EXPLORE THE MATERIAL -
1 - Read the column on Yoon and Thatcher below. Decide whether each statement agrees with it, answering yes or no and quoting the words from the column that settle it.
(a) The Winter of Discontent lasted from November 1978 to February 1979.
(b) In his first speech at the National Assembly, Yoon pointed to Margaret Thatcher as a model.
(c) Strikes by miners helped the Conservative Party under Edward Heath win an election.
2 - Write a continuation of the column on Yoon and Thatcher below, picking up right after its final sentence.

PASSAGE PROVIDED -
Could Yoon be a Thatcher?
The author is a senior editorial writer at the JoongAng Ilbo. In his first speech at the National Assembly in May, President Yoon Suk-yeol mentioned the “partnership” between Prime Minister Winston Churchill and opposition leader Clement Attlee in his war Cabinet. The conservative president’s underscoring of co-governance with the Democratic Party (DP) drew much attention. However, given his hawkish response to massive protests by labor unions, the president’s role model seems to have changed to Margaret Thatcher from Churchill. Thatcher quelled the British disease — overly generous welfare, high cost and low efficiency — through radical reforms. She reestablished Britain as a major power after its long descent in the postwar era. The pillar of her crusade was a head-to-head confrontation with labor unions.
In the 1970s, unions were indomitable in the UK to the extent that strikes by unionized miners led to an election defeat of the Conservative Party led by Edward Heath. But the unfettered strife forced the British — the middle class in particular — turn their backs on labor unions. The pinnacle of that standoff was the Winter of Discontent from November 1978 to February 1979, when all trains, buses and subways stopped. Patients were denied of their rights to get medical treatment at hospitals at the time. Seventy percent of the people pointed to the unions as a source of serious social problems. The hard-line stance of unions largely contributed to the landslide victory of the Tories led by Thatcher in the parliamentary elections in May 1979.
The Korean equivalent of the British disease may have been in President Yoon’s mind before he enforced an executive order to bring members of the belligerent Cargo Truckers Solidarity back to work. Yoon, former prosecutor general, must have thought that upholding law and principles is an unalienable identity of his administration. Between Thatcher and Yoon there are other similarities, too, such as cherishing free market and privatization, downsizing the public sector and streamlining hefty welfare services.

MATERIAL PROVIDED -
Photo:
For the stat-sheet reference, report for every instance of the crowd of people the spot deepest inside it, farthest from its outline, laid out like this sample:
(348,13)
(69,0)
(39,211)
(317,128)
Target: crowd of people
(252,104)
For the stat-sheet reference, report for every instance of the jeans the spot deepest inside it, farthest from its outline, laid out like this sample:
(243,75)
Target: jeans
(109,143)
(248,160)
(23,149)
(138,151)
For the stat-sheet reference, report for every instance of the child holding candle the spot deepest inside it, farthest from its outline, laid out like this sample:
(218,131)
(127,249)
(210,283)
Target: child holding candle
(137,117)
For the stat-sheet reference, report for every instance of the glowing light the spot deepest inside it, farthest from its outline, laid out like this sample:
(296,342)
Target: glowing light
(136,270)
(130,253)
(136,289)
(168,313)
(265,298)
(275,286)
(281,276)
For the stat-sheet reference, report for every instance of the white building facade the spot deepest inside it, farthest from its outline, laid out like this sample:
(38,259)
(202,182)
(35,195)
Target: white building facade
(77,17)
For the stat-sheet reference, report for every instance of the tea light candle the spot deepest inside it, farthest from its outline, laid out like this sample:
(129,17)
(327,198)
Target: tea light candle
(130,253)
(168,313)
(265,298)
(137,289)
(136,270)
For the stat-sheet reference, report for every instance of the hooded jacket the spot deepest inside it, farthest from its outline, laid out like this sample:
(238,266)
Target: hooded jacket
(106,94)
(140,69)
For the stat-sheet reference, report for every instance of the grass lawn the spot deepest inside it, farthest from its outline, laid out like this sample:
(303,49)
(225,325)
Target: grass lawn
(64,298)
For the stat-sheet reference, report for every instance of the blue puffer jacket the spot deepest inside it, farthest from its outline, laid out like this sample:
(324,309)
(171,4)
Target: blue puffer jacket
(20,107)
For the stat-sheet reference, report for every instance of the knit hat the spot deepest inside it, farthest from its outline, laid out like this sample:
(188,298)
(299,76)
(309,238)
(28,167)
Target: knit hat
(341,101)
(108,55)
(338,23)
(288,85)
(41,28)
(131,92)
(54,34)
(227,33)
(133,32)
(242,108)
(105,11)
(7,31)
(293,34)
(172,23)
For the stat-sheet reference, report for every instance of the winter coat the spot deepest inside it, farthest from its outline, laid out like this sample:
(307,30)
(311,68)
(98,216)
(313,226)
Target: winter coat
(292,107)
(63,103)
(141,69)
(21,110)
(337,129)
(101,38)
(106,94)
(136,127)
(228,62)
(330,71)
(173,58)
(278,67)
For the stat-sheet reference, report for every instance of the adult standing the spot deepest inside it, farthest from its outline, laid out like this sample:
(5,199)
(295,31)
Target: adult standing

ANSWERS FOR THE TASKS -
1 -
(a) Yes: "the Winter of Discontent from November 1978 to February 1979"
(b) No: "mentioned the “partnership” between Prime Minister Winston Churchill and opposition leader Clement Attlee in his war Cabinet"
(c) No: "strikes by unionized miners led to an election defeat of the Conservative Party led by Edward Heath"

2 -
However, overlapping images does not mean same political conditions. Thatcher could earn the badge of honor as the longest-serving British prime minister since World War II after winning in three general elections. But the period of her 11-year reign was not so smooth. In the first term, her approval rating fell to the 20-percent range after jobless rates soared as a result of industrial restructuring. Without a decisive triumph in the Falklands War, the Conservative Party would have failed to extend its power. It was in the mid-1980s — Thatcher’s second term — that her reform drive started to bear fruits.
President Yoon has four and a half years left in his five-year single term. Sixteen months later, nationwide parliamentary elections will be held to determine the fate of his administration. Yoon singled out labor, pension and education reforms as major goals of his administration. But reform is long and arduous work because of vehement resistance from stakeholders and slow progress. In other words, the president cannot use tangible results of his reform drive to campaign for his People Power Party (PPP) in the parliamentary elections in April 2024. But if he drags his feet on the reform, it can make conservative voters turn their backs on him and the PPP. That’s a dilemma for the president.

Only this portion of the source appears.